* _TASK PROMPT_: Reproduce exactly the line in which "The component shall identify every instance of the pink" occurs and all the lines after it, ending with the last line.

* _ENTRIES SUPPLIED_:
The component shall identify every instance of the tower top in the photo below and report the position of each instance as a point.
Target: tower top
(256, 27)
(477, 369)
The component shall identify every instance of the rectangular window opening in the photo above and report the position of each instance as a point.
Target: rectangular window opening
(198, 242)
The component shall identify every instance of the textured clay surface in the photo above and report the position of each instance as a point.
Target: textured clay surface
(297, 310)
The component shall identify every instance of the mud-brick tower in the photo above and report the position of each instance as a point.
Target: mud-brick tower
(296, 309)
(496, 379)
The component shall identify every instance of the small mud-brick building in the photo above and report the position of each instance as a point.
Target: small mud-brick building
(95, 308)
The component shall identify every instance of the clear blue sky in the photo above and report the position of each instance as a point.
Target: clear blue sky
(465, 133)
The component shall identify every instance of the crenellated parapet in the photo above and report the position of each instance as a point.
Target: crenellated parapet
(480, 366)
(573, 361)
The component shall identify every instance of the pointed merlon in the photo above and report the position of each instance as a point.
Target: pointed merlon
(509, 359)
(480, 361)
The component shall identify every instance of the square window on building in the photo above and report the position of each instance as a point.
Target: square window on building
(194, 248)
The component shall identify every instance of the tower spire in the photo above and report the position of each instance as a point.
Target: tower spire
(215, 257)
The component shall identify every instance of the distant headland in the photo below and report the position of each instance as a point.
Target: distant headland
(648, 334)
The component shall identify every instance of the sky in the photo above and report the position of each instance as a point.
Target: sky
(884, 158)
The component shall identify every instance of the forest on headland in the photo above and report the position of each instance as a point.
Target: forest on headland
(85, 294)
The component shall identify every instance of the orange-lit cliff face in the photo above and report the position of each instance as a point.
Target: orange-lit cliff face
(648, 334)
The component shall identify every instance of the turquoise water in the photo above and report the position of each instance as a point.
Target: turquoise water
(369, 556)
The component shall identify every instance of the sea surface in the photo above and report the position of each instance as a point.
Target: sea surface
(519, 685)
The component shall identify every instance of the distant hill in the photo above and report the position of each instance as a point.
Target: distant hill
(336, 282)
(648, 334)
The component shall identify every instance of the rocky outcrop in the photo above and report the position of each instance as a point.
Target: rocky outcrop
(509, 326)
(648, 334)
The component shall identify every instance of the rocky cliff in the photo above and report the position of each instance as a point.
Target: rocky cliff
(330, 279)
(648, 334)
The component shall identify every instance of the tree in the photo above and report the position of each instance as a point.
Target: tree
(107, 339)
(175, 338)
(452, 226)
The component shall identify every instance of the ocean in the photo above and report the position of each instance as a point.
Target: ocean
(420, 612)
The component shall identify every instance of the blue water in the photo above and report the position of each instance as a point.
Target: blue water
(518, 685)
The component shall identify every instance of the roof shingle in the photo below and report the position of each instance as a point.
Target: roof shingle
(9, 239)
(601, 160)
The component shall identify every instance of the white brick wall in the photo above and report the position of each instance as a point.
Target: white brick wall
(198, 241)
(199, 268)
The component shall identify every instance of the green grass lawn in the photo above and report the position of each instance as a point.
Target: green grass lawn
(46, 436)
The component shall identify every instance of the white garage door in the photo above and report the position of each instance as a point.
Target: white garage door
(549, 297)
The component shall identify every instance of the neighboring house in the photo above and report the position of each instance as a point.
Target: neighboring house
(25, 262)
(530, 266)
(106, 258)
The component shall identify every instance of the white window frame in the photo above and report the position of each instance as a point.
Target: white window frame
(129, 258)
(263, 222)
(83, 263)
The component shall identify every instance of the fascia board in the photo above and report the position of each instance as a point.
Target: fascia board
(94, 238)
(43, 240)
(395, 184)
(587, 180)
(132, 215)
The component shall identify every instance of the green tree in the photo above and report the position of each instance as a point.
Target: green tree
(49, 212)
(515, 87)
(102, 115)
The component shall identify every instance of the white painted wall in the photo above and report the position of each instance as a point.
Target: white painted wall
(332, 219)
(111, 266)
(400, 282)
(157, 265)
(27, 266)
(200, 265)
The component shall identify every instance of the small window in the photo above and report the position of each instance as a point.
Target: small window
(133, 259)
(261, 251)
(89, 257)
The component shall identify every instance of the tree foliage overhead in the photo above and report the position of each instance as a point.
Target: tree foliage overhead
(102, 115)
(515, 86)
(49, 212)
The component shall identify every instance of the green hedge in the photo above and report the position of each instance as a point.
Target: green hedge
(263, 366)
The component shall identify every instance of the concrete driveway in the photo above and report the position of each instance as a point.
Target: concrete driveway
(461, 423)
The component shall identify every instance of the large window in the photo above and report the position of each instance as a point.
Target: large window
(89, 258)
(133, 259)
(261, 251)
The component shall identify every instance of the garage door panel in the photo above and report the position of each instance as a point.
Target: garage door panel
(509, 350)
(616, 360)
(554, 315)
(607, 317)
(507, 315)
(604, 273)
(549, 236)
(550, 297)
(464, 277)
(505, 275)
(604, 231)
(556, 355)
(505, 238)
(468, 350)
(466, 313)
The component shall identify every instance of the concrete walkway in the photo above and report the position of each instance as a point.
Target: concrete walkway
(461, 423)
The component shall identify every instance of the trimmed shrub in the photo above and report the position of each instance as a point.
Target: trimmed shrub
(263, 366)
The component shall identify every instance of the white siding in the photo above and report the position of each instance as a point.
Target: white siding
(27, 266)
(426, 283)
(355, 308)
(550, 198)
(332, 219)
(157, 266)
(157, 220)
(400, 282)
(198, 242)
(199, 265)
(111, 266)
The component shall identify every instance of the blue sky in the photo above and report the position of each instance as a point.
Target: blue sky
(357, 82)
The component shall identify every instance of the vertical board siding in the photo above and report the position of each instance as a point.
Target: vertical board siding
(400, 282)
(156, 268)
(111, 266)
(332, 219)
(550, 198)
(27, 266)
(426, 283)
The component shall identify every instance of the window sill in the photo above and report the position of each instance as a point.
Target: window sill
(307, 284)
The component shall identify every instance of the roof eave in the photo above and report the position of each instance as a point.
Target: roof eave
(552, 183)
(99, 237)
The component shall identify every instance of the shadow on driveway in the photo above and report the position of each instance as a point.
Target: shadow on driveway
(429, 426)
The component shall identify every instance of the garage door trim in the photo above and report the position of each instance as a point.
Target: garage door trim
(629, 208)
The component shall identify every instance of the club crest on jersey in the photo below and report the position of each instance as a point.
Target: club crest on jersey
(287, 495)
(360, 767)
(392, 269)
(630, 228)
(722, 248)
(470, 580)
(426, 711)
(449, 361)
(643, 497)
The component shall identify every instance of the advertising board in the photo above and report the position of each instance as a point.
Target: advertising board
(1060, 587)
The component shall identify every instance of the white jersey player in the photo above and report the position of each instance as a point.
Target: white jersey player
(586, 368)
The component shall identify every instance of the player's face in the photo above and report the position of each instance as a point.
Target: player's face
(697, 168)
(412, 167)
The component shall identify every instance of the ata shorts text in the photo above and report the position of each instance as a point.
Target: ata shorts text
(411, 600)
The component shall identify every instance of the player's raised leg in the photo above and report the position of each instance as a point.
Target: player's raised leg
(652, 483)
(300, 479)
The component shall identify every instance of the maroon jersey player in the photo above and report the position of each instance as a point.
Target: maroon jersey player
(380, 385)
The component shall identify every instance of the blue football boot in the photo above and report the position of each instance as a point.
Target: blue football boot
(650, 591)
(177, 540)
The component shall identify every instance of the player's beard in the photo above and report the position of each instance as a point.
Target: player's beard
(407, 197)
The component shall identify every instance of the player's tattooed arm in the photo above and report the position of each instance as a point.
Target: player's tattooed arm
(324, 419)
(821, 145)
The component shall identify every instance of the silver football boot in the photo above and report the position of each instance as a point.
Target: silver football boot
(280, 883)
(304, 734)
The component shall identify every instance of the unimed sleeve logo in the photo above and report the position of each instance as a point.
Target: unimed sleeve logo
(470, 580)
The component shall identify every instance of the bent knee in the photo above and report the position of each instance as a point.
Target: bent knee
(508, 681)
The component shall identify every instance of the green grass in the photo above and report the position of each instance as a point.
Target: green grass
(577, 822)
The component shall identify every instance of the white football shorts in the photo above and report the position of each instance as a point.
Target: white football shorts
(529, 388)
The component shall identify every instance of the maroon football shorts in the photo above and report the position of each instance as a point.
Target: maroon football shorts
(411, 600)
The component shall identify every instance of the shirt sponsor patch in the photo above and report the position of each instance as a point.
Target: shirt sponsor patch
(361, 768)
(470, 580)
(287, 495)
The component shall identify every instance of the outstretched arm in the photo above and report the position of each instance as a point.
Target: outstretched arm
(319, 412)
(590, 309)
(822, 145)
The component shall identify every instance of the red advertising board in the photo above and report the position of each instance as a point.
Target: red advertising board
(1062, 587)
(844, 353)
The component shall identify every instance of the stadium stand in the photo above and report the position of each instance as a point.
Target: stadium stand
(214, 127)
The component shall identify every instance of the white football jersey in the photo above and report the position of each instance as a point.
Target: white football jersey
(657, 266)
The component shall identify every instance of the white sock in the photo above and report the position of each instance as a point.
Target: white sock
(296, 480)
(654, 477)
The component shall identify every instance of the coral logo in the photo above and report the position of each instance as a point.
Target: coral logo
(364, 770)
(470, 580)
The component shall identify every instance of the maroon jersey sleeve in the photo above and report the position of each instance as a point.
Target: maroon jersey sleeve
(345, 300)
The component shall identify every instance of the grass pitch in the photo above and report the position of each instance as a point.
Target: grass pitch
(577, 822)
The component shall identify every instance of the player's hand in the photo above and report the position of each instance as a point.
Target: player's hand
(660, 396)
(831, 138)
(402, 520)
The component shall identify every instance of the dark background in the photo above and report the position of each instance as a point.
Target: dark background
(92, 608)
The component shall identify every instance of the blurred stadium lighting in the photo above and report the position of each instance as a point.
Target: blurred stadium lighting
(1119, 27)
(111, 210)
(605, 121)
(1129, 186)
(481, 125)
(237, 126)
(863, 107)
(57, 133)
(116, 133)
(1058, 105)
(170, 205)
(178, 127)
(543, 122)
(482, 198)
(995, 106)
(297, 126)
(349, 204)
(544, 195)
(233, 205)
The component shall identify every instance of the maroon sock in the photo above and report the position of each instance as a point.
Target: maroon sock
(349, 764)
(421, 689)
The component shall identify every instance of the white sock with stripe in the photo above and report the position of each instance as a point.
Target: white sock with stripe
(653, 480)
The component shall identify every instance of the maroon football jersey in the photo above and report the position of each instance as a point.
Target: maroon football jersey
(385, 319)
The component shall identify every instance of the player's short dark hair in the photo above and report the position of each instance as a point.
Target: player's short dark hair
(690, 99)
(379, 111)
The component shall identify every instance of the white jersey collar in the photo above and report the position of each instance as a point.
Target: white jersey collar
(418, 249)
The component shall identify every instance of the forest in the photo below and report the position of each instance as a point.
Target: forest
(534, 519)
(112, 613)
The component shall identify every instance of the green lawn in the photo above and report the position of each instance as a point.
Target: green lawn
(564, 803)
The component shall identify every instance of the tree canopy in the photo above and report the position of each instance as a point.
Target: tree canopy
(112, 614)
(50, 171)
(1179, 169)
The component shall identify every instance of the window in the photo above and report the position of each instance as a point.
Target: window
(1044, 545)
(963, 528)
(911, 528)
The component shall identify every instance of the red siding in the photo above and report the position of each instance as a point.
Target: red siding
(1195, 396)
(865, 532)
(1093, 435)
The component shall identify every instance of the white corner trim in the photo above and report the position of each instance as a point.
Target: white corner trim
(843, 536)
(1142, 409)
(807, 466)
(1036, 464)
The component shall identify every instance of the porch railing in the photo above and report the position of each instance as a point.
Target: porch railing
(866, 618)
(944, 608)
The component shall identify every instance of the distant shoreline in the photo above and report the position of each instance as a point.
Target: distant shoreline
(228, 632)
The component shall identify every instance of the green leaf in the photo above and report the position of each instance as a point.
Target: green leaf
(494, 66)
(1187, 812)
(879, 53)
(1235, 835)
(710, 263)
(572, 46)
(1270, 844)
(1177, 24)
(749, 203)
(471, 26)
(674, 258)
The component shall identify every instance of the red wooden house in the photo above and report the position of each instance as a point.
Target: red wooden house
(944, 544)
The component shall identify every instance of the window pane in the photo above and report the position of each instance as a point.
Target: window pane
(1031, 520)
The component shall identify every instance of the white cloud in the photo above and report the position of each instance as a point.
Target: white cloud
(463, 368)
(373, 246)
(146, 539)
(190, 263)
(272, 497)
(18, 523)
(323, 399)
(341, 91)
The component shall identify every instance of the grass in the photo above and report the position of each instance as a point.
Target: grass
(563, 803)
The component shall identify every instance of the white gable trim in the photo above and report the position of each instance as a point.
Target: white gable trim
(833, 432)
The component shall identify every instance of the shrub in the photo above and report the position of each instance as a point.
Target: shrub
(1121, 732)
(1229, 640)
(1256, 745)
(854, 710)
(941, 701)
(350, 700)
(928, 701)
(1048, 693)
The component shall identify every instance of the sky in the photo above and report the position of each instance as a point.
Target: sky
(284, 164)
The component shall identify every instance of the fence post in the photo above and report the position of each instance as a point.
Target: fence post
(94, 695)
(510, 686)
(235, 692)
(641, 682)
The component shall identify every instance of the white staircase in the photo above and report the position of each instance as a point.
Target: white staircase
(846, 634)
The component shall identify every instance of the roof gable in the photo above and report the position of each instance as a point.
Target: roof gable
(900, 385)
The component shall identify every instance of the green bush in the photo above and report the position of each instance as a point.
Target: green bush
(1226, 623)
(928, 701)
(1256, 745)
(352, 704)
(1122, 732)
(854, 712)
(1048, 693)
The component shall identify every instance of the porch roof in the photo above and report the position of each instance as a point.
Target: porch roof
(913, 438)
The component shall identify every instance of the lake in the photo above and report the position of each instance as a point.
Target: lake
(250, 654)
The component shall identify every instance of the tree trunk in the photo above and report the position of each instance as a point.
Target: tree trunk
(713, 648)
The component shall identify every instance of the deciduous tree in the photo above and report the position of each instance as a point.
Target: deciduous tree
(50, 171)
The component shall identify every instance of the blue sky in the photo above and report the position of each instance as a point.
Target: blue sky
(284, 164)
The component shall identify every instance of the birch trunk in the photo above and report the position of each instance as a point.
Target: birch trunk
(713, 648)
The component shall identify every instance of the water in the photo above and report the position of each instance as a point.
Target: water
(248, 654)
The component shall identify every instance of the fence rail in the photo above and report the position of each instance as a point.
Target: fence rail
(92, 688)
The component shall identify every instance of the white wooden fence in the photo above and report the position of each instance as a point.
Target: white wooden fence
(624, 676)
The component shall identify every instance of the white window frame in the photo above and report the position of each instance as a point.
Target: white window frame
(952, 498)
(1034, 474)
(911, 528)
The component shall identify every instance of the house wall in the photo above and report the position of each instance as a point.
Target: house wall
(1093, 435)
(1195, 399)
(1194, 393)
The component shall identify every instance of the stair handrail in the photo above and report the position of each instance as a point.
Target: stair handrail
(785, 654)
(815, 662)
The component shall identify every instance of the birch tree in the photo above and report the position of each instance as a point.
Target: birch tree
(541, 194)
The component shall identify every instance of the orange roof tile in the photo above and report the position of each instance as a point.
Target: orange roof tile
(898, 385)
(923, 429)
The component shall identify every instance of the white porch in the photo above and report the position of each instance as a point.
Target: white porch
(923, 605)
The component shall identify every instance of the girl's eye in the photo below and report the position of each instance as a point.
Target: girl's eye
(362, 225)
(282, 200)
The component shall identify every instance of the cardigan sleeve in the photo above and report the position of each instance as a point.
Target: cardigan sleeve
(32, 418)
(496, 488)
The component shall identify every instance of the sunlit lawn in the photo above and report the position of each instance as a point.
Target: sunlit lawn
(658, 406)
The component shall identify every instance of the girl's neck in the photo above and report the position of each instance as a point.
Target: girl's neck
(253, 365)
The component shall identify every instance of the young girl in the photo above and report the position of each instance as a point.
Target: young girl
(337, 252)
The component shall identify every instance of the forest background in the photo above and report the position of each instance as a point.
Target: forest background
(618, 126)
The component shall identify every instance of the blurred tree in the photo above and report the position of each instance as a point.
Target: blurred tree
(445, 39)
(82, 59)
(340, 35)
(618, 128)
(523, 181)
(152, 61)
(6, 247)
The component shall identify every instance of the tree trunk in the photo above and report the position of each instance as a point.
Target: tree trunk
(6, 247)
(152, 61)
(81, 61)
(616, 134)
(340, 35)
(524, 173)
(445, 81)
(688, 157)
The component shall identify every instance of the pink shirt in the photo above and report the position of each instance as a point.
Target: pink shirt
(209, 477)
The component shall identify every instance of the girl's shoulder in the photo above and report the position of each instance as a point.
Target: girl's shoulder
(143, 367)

* _TASK ANSWER_:
The component shall identify every instance of the pink shirt in the photo above and report the position of each instance as a point.
Target: pink shirt
(209, 477)
The component shall identify every instance of the girl's shoulder in the photo above and report the position of each instance as a point.
Target: girl's shoulder
(143, 367)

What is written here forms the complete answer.